==== EXTRACTED TEXT

3gpp-tdocs

star 0

TDoc patterns, filename conventions, metadata structure, HTTP/FTP server access, and TDoc identification. Use when crawling TDocs from FTP directories, parsing TDoc metadata from portal, or validating TDoc numbers.

jr2804 By jr2804 schedule Updated 6/10/2026

name: 3gpp-tdocs description: TDoc patterns, filename conventions, metadata structure, HTTP/FTP server access, and TDoc identification. Use when crawling TDocs from FTP directories, parsing TDoc metadata from portal, or validating TDoc numbers.

TDocs (Temporary Documents)

Quick Reference

Pattern Example WG Subgroup
R1-xxxx R1-2301234 RAN 1
RP-xxxx RP-230045 RAN Plenary
S4-xxxx S4-251209 SA 4
SP-xxxx SP-240001 SA Plenary
C1-xxxx C1-2345678 CT 1
CP-xxxx CP-123456 CT Plenary

Regex: [RSC][1-6P].{4,10}\.(zip|txt|pdf)

Overview

TDocs are meeting documents produced by members participating in 3GPP Working Groups and Sub-Working Groups. They include proposals, reports, and other documents related to the development of 3GPP standards.

TDoc Allocation

Every TDoc is always allocated to a specific 3GPP meeting.

TDoc Number Format

Pattern

Regex Pattern:

TDOC_PATTERN = re.compile(r"([RSC][1-6P].{4,10})\.(zip|txt|pdf)", re.IGNORECASE)

Breakdown

Part Pattern Description
1st char [RSC] Working group: R (RAN), S (SA), C (CT)
2nd char [1-6P] Subgroup: 1-6 for WGs, or P for Plenary
3rd part .{4,10} 4-10 identifier characters
Extension `.(zip txt

Examples that Match

Standard format:

  • R1-2301234.zip - RAN1 TDoc
  • S4-251209.txt - SA4 TDoc
  • C1-2345678.pdf - CT1 TDoc

Plenary format:

  • RP-230045.txt - RAN Plenary TDoc
  • SP-240001.zip - SA Plenary TDoc
  • CP-123456.zip - CT Plenary TDoc

Ad-hoc format:

  • S4aA220001.zip - SA4 ad-hoc meeting
  • R1eE230045.txt - RAN1 ad-hoc meeting

Case variations:

  • r1-2301234.ZIP - Case-insensitive matching
  • S4-251209.TXT - Case-insensitive matching

Examples that Don't Match

Wrong working group:

  • T1-2300456.zip - T is invalid (use C for CT)
  • X1-2300456.zip - X is invalid (use R, S, or C)

Wrong subgroup:

  • R7-2300456.zip - Subgroup 7 doesn't exist (1-6 only)

========

■ ABOUT THIS EXERCISE: In the TDoc reference above, why does R7-2300456.zip fail to match the pattern?

==== PROVIDED MATERIAL

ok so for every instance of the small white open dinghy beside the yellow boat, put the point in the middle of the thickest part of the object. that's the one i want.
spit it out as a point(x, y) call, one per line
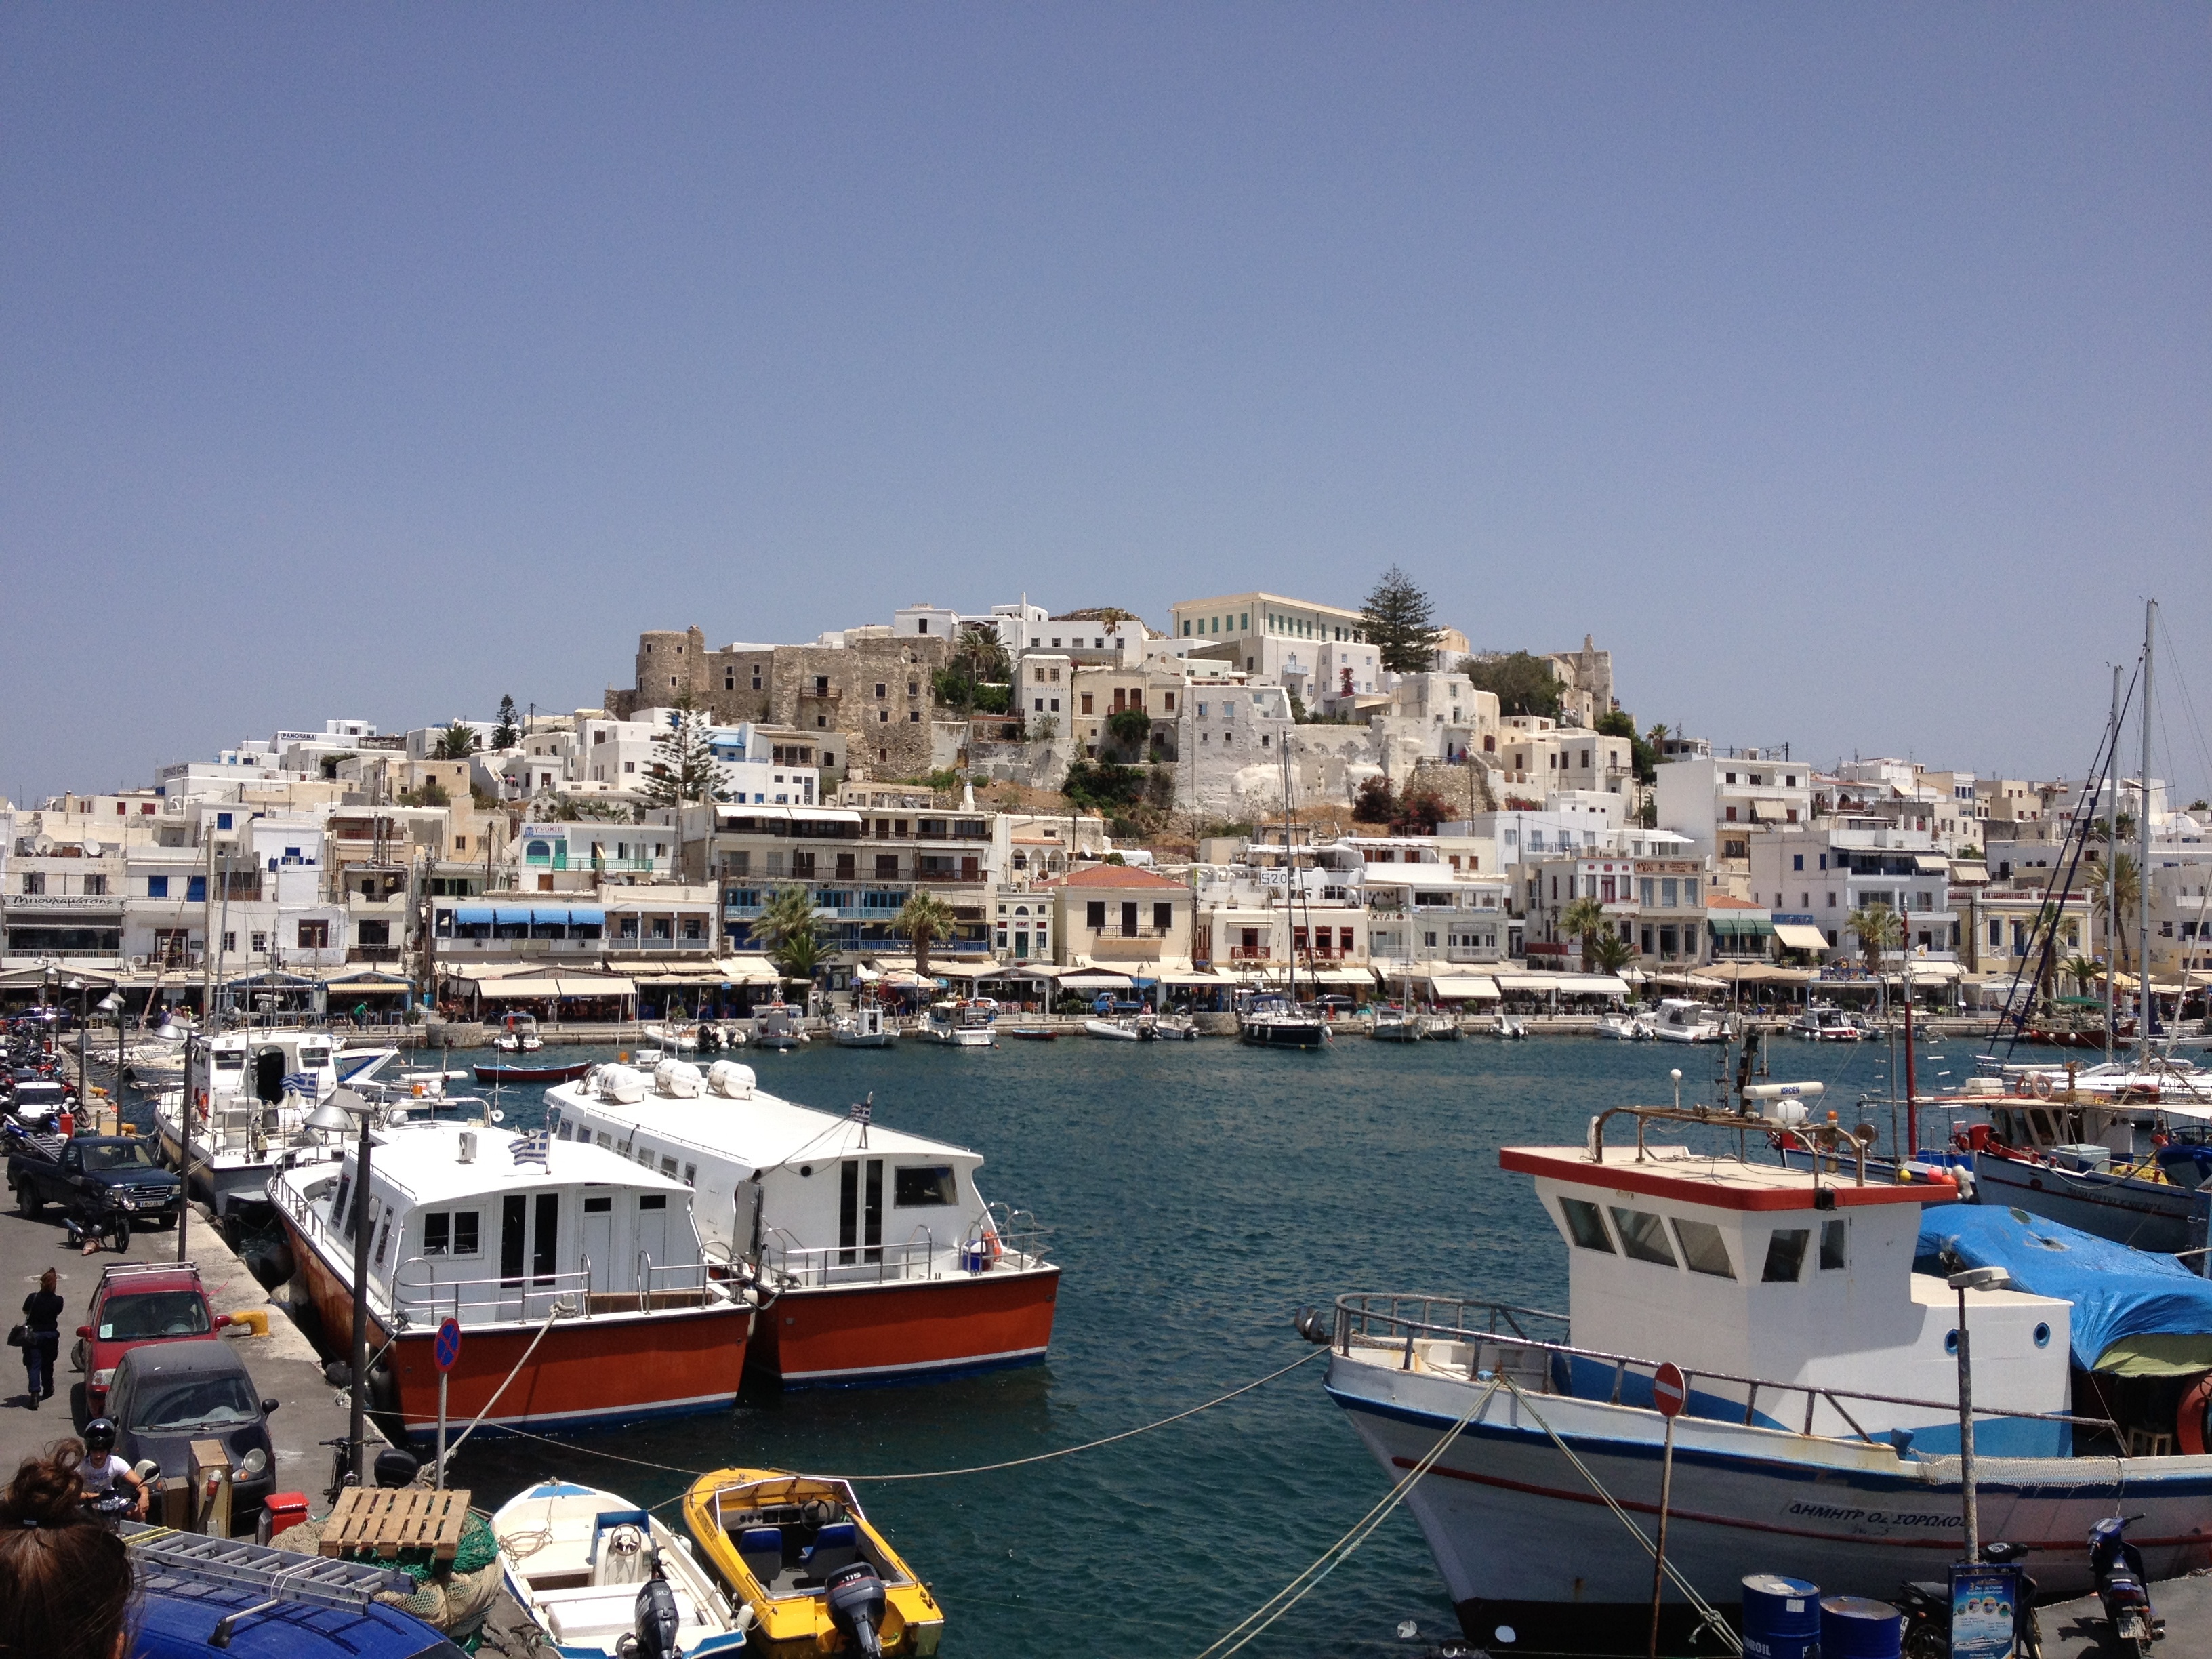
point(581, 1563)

========

■ WRITTEN REPLY: Subgroup 7 doesn't exist, since only subgroups 1 through 6 are valid.